_Work required_: Reproduce each of the records below word for word, leaving out the pictures.

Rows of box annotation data
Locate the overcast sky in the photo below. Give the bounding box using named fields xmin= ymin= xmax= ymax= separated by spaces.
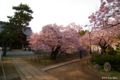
xmin=0 ymin=0 xmax=100 ymax=32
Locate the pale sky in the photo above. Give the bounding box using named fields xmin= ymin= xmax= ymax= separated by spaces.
xmin=0 ymin=0 xmax=100 ymax=32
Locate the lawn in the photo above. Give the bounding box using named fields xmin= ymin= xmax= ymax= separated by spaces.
xmin=88 ymin=61 xmax=120 ymax=79
xmin=0 ymin=58 xmax=18 ymax=80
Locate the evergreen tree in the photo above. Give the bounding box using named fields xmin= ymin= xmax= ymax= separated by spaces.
xmin=0 ymin=3 xmax=33 ymax=56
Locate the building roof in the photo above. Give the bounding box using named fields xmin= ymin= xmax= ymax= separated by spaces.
xmin=0 ymin=21 xmax=33 ymax=36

_Exercise result_:
Locate the overcast sky in the photo below. Give the bounding box using named fields xmin= ymin= xmax= ymax= separated by spaces.
xmin=0 ymin=0 xmax=100 ymax=32
Locate the pale sky in the photo above. Give the bounding box using named fields xmin= ymin= xmax= ymax= separated by spaces.
xmin=0 ymin=0 xmax=100 ymax=32
Locate the lawn in the photo above. Give the bounding box using named fields xmin= ymin= xmax= ymax= separated by spaces.
xmin=88 ymin=61 xmax=120 ymax=79
xmin=0 ymin=58 xmax=18 ymax=80
Locate the evergreen tree in the photo above. Give the bounding box using named fields xmin= ymin= xmax= ymax= separated by spaces.
xmin=0 ymin=3 xmax=33 ymax=56
Locate the building roof in the photo above. Give the bounding box using named fields xmin= ymin= xmax= ymax= separated by spaces.
xmin=0 ymin=21 xmax=33 ymax=36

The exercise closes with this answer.